- _SHORT TASK_: Reproduce the checkpointing thread from the words "In Kafka you" through "on the server.", swapping "server" out for "broker".

- _QUOTED TEXT_:
========
Re: Checkpointing Dataflow Pipeline

2021-04-07 Thread Vincent Marquez
Looks like this is a common source of confusion, I had similar questions
about checkpointing in the beam slack.

In Spark Structured Streaming, checkpoints are saved to an *external* HDFS
location and persist *beyond* each run, so in the event of a stream
crashing, you can just point your next execution of the stream to the
checkpoint location.  Kafka  (or Kinesis/Redis Stream etc) offsets are
persisted in the checkpoint, so the stream would resume off of the last
committed checkpoint location.

It doesn't seem Beam has an external checkpoint that persists beyond a
single stream execution, so in Beam with Kinesis I believe you'll have to
manage your own offsets deliberately with an external source if you want to
achieve 'exactly once' semantics in the event of shutting down a stream and
 resuming it at a later point.

In Kafka you don't need this since as long as we ensure our offsets are
committed in finalization of a bundle, the offsets for a particular group
id are stored on the server.


On Tue, Apr 6, 2021 at 3:13 PM Kenneth Knowles  wrote:

> This sounds similar to the "Kafka Commit" in
> https://github.com/apache/beam/pull/12572 by +Boyuan Zhang
>  and also to how PubsubIO ACKs messages in the
> finalizer. I don't know much about KinesisIO or how Kinesis works. I was
> just asking to clarify, in case other folks know more, like +Alexey
> Romanenko  and +Ismaël Mejía  
> have
> modified KinesisIO. If the feature does not exist today, perhaps we can
> identify the best practices around this pattern.
>
> Kenn
>
> On Tue, Apr 6, 2021 at 1:59 PM Michael Luckey  wrote:
>
>> Hi Kenn,
>>
>> yes, resuming reading at the proper timestamp is exactly the issue we are
>> currently struggling with. E.g. with Kinesis Client Lib we could store the
>> last read within some dynamo table. This mechanism is not used with beam,
>> as we understand, the runner is responsible to track that checkpoint mark.
========
- _LISTING_:
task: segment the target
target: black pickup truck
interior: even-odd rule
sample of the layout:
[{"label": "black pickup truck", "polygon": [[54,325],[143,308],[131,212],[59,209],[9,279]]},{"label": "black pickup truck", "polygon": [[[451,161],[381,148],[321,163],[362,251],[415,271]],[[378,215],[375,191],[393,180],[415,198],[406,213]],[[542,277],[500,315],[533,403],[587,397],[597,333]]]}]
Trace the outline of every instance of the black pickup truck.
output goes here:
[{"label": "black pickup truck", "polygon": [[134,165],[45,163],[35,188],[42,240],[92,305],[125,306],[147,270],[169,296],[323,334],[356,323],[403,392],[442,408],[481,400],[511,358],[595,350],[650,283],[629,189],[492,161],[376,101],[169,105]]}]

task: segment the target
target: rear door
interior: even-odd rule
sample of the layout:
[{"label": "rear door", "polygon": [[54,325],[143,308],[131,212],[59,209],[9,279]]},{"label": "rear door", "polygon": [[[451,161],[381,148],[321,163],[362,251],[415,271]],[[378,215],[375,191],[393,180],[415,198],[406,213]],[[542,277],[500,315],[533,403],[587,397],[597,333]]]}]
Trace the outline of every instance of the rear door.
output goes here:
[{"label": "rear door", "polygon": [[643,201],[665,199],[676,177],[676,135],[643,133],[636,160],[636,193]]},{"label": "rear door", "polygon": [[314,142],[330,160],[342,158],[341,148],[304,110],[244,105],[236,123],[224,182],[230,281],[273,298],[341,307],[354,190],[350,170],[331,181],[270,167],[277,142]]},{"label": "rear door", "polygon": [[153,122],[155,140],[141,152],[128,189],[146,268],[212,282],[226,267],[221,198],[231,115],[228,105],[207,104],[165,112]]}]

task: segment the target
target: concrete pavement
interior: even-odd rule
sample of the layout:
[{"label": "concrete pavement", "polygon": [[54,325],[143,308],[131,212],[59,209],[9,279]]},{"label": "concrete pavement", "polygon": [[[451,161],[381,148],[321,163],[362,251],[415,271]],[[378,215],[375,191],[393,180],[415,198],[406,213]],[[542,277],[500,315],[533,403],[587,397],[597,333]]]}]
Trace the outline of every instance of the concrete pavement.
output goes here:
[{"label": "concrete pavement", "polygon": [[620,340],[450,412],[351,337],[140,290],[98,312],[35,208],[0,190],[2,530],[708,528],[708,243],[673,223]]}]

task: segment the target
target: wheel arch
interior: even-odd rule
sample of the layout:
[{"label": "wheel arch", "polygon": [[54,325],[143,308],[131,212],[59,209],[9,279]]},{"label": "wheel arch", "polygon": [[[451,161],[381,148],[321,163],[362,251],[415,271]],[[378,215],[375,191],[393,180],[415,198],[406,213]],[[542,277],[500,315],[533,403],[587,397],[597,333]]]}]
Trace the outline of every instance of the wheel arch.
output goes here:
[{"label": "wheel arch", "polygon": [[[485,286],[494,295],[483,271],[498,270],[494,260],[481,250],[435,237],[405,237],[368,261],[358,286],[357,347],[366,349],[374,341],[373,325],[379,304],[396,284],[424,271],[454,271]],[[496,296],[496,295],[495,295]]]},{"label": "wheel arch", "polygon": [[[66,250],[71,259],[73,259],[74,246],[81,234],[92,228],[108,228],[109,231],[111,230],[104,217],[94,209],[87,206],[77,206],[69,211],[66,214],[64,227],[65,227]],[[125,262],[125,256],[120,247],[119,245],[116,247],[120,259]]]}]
========
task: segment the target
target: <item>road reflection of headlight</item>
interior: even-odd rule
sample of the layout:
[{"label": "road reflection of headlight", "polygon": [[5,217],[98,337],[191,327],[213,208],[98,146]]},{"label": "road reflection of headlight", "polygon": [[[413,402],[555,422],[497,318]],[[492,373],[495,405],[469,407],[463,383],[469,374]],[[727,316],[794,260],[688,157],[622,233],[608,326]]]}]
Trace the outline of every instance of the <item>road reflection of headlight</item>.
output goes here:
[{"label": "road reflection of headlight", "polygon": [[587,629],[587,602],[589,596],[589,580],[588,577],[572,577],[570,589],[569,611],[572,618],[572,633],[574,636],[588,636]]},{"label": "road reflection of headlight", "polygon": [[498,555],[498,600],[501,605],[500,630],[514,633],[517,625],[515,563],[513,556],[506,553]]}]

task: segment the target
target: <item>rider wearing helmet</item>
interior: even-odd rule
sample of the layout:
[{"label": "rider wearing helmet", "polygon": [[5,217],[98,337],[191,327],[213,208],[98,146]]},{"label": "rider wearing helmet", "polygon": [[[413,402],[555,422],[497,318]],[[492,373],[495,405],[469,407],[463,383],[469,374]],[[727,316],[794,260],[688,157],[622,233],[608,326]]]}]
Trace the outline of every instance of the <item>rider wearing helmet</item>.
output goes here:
========
- _OUTPUT OF THE TASK_:
In Kafka you don't need this since as long as we ensure our offsets are
committed in finalization of a bundle, the offsets for a particular group
id are stored on the broker.